**Required work**:
Repeat the data below in full. Pictures must not be part of the copy.

**Data section**:
################

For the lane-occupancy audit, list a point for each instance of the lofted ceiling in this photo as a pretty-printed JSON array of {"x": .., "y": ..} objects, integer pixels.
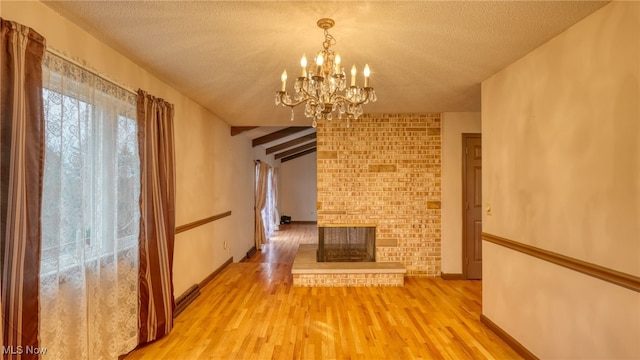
[{"x": 425, "y": 56}]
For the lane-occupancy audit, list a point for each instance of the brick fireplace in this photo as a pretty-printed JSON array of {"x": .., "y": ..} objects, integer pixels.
[
  {"x": 346, "y": 243},
  {"x": 385, "y": 169}
]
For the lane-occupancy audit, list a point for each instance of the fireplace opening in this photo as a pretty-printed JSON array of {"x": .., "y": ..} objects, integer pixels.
[{"x": 346, "y": 244}]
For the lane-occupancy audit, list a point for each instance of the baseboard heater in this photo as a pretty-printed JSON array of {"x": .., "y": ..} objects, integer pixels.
[
  {"x": 251, "y": 252},
  {"x": 186, "y": 298}
]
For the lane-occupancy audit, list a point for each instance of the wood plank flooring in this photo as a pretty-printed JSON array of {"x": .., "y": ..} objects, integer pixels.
[{"x": 251, "y": 311}]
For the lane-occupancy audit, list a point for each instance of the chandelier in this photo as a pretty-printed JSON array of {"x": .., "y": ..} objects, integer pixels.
[{"x": 323, "y": 89}]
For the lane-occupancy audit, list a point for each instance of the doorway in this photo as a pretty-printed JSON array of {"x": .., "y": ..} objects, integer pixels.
[{"x": 472, "y": 206}]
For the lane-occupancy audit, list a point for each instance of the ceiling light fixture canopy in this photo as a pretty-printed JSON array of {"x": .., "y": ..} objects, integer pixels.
[{"x": 323, "y": 88}]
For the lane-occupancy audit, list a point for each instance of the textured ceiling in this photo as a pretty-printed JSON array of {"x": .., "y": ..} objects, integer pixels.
[{"x": 425, "y": 56}]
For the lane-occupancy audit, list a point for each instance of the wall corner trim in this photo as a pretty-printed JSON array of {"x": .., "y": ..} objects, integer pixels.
[
  {"x": 625, "y": 280},
  {"x": 445, "y": 276},
  {"x": 201, "y": 222},
  {"x": 513, "y": 343}
]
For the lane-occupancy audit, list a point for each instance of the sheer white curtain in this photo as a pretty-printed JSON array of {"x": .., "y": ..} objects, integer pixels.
[{"x": 90, "y": 216}]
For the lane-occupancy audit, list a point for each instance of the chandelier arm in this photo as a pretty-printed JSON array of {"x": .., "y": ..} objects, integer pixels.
[
  {"x": 294, "y": 104},
  {"x": 342, "y": 97}
]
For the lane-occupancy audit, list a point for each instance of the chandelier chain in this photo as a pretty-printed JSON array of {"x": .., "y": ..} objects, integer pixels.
[{"x": 323, "y": 87}]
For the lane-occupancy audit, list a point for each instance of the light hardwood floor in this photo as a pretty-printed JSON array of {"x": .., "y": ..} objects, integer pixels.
[{"x": 251, "y": 311}]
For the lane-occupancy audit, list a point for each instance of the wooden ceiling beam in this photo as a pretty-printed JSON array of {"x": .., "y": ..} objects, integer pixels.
[
  {"x": 278, "y": 135},
  {"x": 235, "y": 130},
  {"x": 294, "y": 150},
  {"x": 291, "y": 143}
]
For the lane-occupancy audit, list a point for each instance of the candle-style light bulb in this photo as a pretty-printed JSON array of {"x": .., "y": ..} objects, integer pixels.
[
  {"x": 284, "y": 79},
  {"x": 303, "y": 63},
  {"x": 319, "y": 62},
  {"x": 353, "y": 75},
  {"x": 367, "y": 72}
]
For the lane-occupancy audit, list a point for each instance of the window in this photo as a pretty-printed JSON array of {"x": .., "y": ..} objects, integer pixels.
[
  {"x": 91, "y": 177},
  {"x": 90, "y": 215}
]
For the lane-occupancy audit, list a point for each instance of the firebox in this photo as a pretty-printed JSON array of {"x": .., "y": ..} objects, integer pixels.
[{"x": 346, "y": 243}]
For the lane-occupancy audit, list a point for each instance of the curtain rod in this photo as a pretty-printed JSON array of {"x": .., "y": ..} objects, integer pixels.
[{"x": 94, "y": 72}]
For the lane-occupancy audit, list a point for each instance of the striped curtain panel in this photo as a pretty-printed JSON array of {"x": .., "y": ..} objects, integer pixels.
[
  {"x": 21, "y": 169},
  {"x": 262, "y": 173},
  {"x": 157, "y": 210}
]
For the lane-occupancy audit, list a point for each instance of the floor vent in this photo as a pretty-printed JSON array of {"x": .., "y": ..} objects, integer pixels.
[
  {"x": 251, "y": 252},
  {"x": 186, "y": 298}
]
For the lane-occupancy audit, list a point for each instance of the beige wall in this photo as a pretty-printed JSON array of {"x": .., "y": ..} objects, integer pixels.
[
  {"x": 385, "y": 170},
  {"x": 298, "y": 188},
  {"x": 453, "y": 126},
  {"x": 561, "y": 171},
  {"x": 204, "y": 186}
]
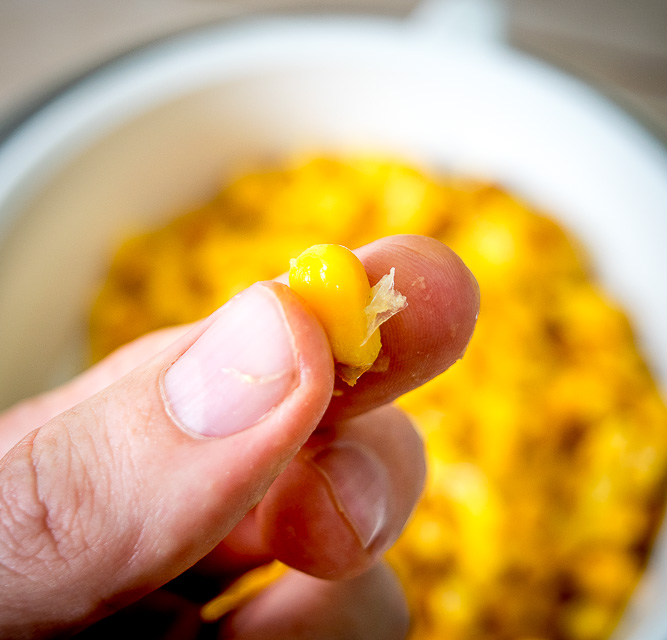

################

**Solution**:
For the lane-occupancy audit, list a point for each instance of the lofted ceiling in this photo as a pretty-printed JSON array of {"x": .., "y": ..} objects, integer pixels.
[{"x": 425, "y": 56}]
For the lane-occupancy audit, list a point for each instance of the brick fireplace in this photo as a pretty-printed JSON array of {"x": .., "y": ..} objects, integer pixels.
[
  {"x": 346, "y": 243},
  {"x": 385, "y": 169}
]
For the lane-occupancy audit, list a point for each instance of the fireplace opening in this photo as a pretty-printed JSON array of {"x": .., "y": ..} objects, integer pixels.
[{"x": 346, "y": 244}]
For the lane-occupancy audit, list a point for each instance of the baseboard heater in this photo as a pretty-printed JSON array of {"x": .., "y": ..} objects, integer pixels.
[
  {"x": 251, "y": 252},
  {"x": 186, "y": 298}
]
For the lane-occupancy audit, list a point for each instance of the wood plank flooring in this photo as a pretty-printed JSON array of {"x": .., "y": ..} objects, integer pixels.
[{"x": 251, "y": 311}]
For the lane-occupancy audit, list a point for each instance of the chandelier in this photo as a pretty-printed JSON array of {"x": .., "y": ..} objects, integer pixels.
[{"x": 323, "y": 89}]
For the lane-occupancy audit, list a point for each instance of the doorway in this photo as a pretty-printed JSON array of {"x": .., "y": ..} objects, integer pixels.
[{"x": 472, "y": 206}]
For the lane-occupancy audit, list a point for each instance of the ceiling light fixture canopy in this photo as a pretty-printed JSON array of {"x": .., "y": ..} objects, integer pixels.
[{"x": 323, "y": 88}]
For the lane-occupancy audit, list a point for each instance of the textured ceiling in this photo as a pretty-printed JSON array of {"x": .., "y": ..} objects, integer pixels.
[{"x": 425, "y": 56}]
For the lane-occupancy audit, list a point for each instance of the wall corner trim in this photo as a pretty-printed JSON array of {"x": .., "y": ..} objects, integer pixels.
[
  {"x": 625, "y": 280},
  {"x": 445, "y": 276},
  {"x": 201, "y": 222},
  {"x": 513, "y": 343}
]
For the lane-occupancy audit, list a point for each instance of the sheer white curtain in this photo as a pretty-printed JSON array of {"x": .., "y": ..} objects, integer pixels.
[{"x": 90, "y": 216}]
For the lane-occupancy audit, list a point for each instance of the chandelier arm in this photo as a pretty-printed JSON array of {"x": .., "y": ..} objects, integer pixels.
[
  {"x": 294, "y": 104},
  {"x": 342, "y": 97}
]
For the lane-occupancy audit, list a point for each instance of the chandelier chain in this photo as a pretty-printed JSON array of {"x": .., "y": ..} objects, integer pixels.
[{"x": 323, "y": 87}]
For the lane-occupancy audit, list a point for each instance of the light hardwood floor in this photo as a pretty-printed JSON array of {"x": .., "y": ..} objects, integer pixels.
[{"x": 251, "y": 311}]
For the lane-occupancy audit, list a point for each instance of the wooden ceiling beam in this photo as a pretty-printed JSON array of {"x": .., "y": ..} objects, integer pixels.
[
  {"x": 278, "y": 135},
  {"x": 235, "y": 130},
  {"x": 294, "y": 150},
  {"x": 291, "y": 143}
]
For the lane-occupancy audit, list a point for each instance of the candle-style light bulb in this photo as a pretty-printed JSON array of {"x": .., "y": ..} objects, integer pixels.
[
  {"x": 284, "y": 79},
  {"x": 303, "y": 63},
  {"x": 319, "y": 62},
  {"x": 353, "y": 75},
  {"x": 367, "y": 72}
]
For the lane-occupancy audit, list a point for each instance of the window in this photo as a pretty-printed JSON array of {"x": .., "y": ..} objects, integer pixels.
[
  {"x": 91, "y": 177},
  {"x": 90, "y": 215}
]
For the lane-occupancy audit, list a point for each instance of the firebox in this photo as a pretty-printed JSON array of {"x": .., "y": ..} objects, integer pixels.
[{"x": 346, "y": 243}]
For the lane-occupancy audit, list a point for each instance of the curtain rod in this photo as a pretty-printed JSON array of {"x": .., "y": ..} objects, integer pixels.
[{"x": 94, "y": 72}]
For the lane-occupancy audit, list a point for each instance of the striped curtain panel in this photo as a pretty-printed JSON array of {"x": .., "y": ..} objects, integer pixels.
[
  {"x": 21, "y": 169},
  {"x": 262, "y": 173},
  {"x": 157, "y": 210}
]
For the lane-occupancy audit, list a point for each instance of the floor vent in this photo as a pretty-printed JSON array of {"x": .., "y": ..} objects, integer pixels.
[
  {"x": 251, "y": 252},
  {"x": 186, "y": 298}
]
For the lane-occupancy audit, list a point for each instance of the beige wall in this photo as a pretty-printed JSON array of {"x": .., "y": ..} objects, integer pixels.
[
  {"x": 385, "y": 170},
  {"x": 298, "y": 188},
  {"x": 453, "y": 126},
  {"x": 561, "y": 171},
  {"x": 204, "y": 186}
]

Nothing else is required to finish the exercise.